Extracted text →
● ● ● ● ● ● ●
That is, these characters unconsciously knew that, after having taken Lucy for a wife, they would be able to use her as the ‘medium,’ through their individualities could be channeled. In other words, Lucy’s suitors never valued her in terms of a ‘thing in itself.’ For them, she was more of a soulless commodity to own.
Therefore, it does not come as a particular surprise that in the aftermath of Lucy’s ‘metamorphosis’, they unanimously decided that she would be so much better off dead: “Seward: ‘I shall cut off her head and fill her mouth with garlic, and I shall drive a stake through her body’” (Stoker 287).
Even though it was Lucy’s beautiful looks, which these men appreciated the most about her personality, the fact that after having turned into a vampire, Lucy became even more beautiful, did not have any effect on the strength of the mentioned characters’ resolution to get rid of the ‘vampire.’ This simply could not otherwise – has been a ‘Victorian,’ it would never occur to Stoker that a woman’s worth could be discussed outside of how it benefits men – if a woman cannot be ‘owned,’ she cannot be appreciated.
Thus, the phenomenon of the novel’s popularity with the chauvinistically minded male-readers – it draws heavily on what happened to be their unconscious anxieties, in regards to women.
As Demetrakopoulos noted: “It is obvious that the very attraction of the novel (by Stoker) was that all this sexuality was masked and symbolic; it can be enjoyed surreptitiously and hence denied even to oneself” (106). This could not be otherwise, because Dracula does treat the notions of masculinity and femininity as being mutually irreconcilable – something that the earlier mentioned category of readers prefers to believe.
In this respect, Wolf’s novel Orlando, could not possibly be more different. After all, it is not only that this novel implies that men and women are equally capable of feeling ‘asexual,’ but that it is also possible for them to embrace the identity of the opposite gender, without having to suffer any mentally damaging effects, as a consequence.
In this respect, Orlando can be well-referred to as ‘androgynously feminist,’ as it promotes the idea that the particulars of men and women’s physiological constitution have a very small effect on how the affiliates of both genders go about reflecting upon the surrounding reality and their place in it. As Morgan noted: “The aim of the feminist novel of androgynous fantasy… is to expose the discrepancy between the femininity, supposedly natural to women and women’s true psychology, which, like men’s, is seen as simply human” (41).
This, of course, allows us to refer to Orlando as an intellectual by-product of the feminist discourse, which throughout the 20th century’s first part, was becoming increasingly popular with more and more women. It is understood, of course, that this alone created a number of the objective preconditions for theme and motifs, contained in this particular novel, to oppose the idea that one’s gender defines the workings of the concerned person’s psyche, explored throughout the entirety of Stoker’s novel (Watkins 57).
Therefore, it is rather ironic that Woolf’s view on gender/female identity, which defines the existential stance of the novel’s main character ‘she-male’ Orlando, appears to be consistent with that of Weininger to an extent. After all, despite having been a misogynist, the latter believed that there are no 100% ‘pure’ males and females – regardless of what happened to be a particular individual’s gender-affiliations, there are both: feminine and masculine aspects to his or her sense of self-identity.
● ● ● ● ● ● ●
What this exercise asks →
**a)** Repeat everything in the essay on Dracula and Orlando from "In this respect, Wolf’s" down to "as a consequence.".
**b)** Carry on the essay on Dracula and Orlando from its final sentence.
The entries that come next are separate from the essay on Dracula and Orlando.
● ● ● ● ● ● ●
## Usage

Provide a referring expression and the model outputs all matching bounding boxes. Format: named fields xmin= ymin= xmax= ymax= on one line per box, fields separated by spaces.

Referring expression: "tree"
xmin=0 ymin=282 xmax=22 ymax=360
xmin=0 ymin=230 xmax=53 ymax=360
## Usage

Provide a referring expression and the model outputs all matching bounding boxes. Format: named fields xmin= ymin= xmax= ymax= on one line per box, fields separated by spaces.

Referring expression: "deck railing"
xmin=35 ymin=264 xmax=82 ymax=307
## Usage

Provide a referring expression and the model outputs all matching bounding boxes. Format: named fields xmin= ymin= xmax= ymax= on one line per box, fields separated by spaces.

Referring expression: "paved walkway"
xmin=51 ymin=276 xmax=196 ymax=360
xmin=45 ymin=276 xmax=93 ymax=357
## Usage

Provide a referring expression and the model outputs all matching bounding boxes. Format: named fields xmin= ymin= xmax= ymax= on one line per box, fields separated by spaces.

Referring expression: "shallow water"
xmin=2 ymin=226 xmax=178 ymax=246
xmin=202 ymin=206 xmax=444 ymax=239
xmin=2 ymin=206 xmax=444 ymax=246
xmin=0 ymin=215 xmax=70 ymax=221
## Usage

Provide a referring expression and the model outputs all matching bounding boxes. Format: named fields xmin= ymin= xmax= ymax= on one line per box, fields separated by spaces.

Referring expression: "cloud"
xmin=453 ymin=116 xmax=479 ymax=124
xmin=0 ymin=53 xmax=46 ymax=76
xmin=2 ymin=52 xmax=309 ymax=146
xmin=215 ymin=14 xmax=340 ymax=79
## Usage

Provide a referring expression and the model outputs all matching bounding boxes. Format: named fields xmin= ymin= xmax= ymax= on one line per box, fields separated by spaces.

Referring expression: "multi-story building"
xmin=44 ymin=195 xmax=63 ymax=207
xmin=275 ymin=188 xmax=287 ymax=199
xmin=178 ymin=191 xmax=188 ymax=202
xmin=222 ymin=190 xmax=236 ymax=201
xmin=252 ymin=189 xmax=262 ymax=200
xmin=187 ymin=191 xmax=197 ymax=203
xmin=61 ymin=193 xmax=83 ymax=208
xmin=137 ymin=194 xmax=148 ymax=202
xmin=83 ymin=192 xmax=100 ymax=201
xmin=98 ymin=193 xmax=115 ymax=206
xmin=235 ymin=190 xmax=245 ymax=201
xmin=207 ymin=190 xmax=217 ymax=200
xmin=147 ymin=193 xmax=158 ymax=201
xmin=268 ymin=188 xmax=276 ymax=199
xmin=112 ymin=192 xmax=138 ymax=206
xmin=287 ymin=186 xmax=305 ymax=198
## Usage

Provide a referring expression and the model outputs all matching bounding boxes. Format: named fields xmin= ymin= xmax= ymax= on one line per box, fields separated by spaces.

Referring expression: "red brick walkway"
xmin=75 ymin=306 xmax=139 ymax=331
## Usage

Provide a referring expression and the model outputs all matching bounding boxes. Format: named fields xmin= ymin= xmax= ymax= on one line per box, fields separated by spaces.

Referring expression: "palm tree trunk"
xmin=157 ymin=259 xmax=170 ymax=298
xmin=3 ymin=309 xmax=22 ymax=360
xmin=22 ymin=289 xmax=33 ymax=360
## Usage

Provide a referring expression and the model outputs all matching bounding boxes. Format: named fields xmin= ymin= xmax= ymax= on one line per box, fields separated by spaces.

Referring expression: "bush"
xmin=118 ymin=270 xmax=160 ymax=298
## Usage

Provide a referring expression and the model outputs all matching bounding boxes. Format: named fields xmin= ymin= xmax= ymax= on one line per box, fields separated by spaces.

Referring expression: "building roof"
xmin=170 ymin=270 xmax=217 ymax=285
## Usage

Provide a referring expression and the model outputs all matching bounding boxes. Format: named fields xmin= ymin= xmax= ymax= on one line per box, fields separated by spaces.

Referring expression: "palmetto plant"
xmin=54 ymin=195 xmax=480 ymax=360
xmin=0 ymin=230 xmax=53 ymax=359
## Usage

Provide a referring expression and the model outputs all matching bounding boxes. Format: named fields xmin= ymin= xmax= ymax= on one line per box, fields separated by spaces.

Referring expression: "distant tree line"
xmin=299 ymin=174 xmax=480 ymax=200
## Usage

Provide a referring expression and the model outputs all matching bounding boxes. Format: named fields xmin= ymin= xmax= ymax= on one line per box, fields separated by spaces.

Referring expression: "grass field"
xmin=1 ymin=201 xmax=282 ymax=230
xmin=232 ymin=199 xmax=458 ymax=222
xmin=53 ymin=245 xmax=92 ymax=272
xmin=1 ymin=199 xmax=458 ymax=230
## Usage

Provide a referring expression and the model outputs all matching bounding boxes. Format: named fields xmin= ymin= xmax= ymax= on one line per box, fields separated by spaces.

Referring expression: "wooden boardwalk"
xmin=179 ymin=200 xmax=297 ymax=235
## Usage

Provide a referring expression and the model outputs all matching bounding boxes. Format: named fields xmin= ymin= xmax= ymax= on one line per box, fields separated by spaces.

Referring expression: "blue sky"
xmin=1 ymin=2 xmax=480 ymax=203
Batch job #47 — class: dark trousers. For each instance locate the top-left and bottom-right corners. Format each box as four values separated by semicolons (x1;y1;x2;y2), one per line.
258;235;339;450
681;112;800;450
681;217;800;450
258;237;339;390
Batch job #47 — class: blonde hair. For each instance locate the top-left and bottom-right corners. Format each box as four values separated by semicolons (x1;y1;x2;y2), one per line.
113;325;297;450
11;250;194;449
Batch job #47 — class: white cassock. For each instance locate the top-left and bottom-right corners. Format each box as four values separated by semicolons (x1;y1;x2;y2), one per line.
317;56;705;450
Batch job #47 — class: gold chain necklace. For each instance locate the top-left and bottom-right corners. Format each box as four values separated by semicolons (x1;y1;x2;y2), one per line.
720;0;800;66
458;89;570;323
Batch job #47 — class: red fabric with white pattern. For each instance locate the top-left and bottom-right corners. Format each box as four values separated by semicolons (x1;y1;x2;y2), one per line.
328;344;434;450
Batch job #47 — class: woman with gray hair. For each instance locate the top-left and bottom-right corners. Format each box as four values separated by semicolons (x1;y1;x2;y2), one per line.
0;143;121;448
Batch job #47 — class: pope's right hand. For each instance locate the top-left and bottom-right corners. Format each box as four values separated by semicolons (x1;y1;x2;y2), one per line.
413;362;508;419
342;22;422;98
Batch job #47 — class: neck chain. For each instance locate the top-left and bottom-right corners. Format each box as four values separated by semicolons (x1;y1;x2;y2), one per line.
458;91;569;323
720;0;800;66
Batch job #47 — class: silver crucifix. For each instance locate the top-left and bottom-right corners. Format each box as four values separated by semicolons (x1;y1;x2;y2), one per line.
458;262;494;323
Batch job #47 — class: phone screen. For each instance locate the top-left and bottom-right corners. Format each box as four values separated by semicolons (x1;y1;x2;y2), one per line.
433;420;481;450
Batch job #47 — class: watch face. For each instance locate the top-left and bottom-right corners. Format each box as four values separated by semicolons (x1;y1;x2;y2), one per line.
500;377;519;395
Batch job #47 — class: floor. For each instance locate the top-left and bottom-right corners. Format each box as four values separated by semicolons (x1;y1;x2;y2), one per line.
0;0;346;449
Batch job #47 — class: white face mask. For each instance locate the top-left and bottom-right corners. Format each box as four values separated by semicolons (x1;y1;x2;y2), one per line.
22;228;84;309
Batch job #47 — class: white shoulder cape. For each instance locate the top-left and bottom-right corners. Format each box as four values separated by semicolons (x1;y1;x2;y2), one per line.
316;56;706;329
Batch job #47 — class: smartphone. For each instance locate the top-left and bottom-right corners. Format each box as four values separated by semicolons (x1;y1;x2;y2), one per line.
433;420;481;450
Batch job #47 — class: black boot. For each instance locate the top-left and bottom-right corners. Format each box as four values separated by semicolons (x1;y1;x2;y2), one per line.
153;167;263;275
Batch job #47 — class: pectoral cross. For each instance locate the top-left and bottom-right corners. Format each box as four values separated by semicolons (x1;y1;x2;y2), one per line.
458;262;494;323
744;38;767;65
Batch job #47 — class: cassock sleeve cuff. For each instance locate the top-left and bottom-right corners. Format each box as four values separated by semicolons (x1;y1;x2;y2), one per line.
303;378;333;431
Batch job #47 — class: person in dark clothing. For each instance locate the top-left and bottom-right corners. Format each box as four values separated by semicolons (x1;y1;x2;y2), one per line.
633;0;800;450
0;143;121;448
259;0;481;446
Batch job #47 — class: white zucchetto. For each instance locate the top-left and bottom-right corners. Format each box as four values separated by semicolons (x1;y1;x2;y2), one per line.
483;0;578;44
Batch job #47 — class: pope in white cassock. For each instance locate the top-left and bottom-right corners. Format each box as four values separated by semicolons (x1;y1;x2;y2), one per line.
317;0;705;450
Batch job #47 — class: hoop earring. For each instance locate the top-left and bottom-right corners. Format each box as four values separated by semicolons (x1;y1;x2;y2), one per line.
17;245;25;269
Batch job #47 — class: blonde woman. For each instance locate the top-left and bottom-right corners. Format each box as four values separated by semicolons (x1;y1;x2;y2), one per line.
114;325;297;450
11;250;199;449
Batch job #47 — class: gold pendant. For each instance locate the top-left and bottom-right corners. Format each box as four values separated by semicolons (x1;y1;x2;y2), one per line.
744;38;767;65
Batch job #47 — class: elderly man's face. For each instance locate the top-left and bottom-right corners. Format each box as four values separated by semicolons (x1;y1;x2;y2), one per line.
● ● ● ● ● ● ●
Per-task outputs →
**a)**
In this respect, Wolf’s novel Orlando, could not possibly be more different. After all, it is not only that this novel implies that men and women are equally capable of feeling ‘asexual,’ but that it is also possible for them to embrace the identity of the opposite gender, without having to suffer any mentally damaging effects, as a consequence.

**b)**
As he pointed out: “The presence of male and female sexual organs in the same body would make the body bisexual only if both sexes ruled the whole body and made themselves manifest in every point… (this) would result simply in the negation of sex in the body in question” (Weininger 25).
Thus, the fact that the character of Orlando in Woolf’s novel was able to change sex can be seen as the proof that, while working on her masterpiece, the author herself used to experience the sensation of a ‘sexual ambivalence’ – in the psychological sense of this word, she could equally relate to men and women.
What is particularly interesting, in this respect, is that while acting ‘androgynously,’ Orlando could not help to grow ever more affiliated with the essentially masculine virtue of thinking ‘asexual,’ which in turn comes as a result of men’s ability to remain mentally detached from their genitals. Thus, the idea of ‘sexual ambivalence,’ promoted in Woolf’s novel, can be well deemed reflective of the fact that, in the psychological sense of this word, Orlando was much more of a man.
For example, even after Orlando has been turned into a woman, he/she continued to feel attracted to men: “Though she (Orlando) herself was a woman, it was still a woman she loved; and if the consciousness of being of the same sex had any effect at all, it was to quicken and deepen those feelings which she had had as a man” (Woolf 92). What it means is that Woolf tended to regard a person’s ability to gain an insight into what makes the representatives of an opposite gender ‘tick,’ as the extrapolation of his or her perceptual manliness.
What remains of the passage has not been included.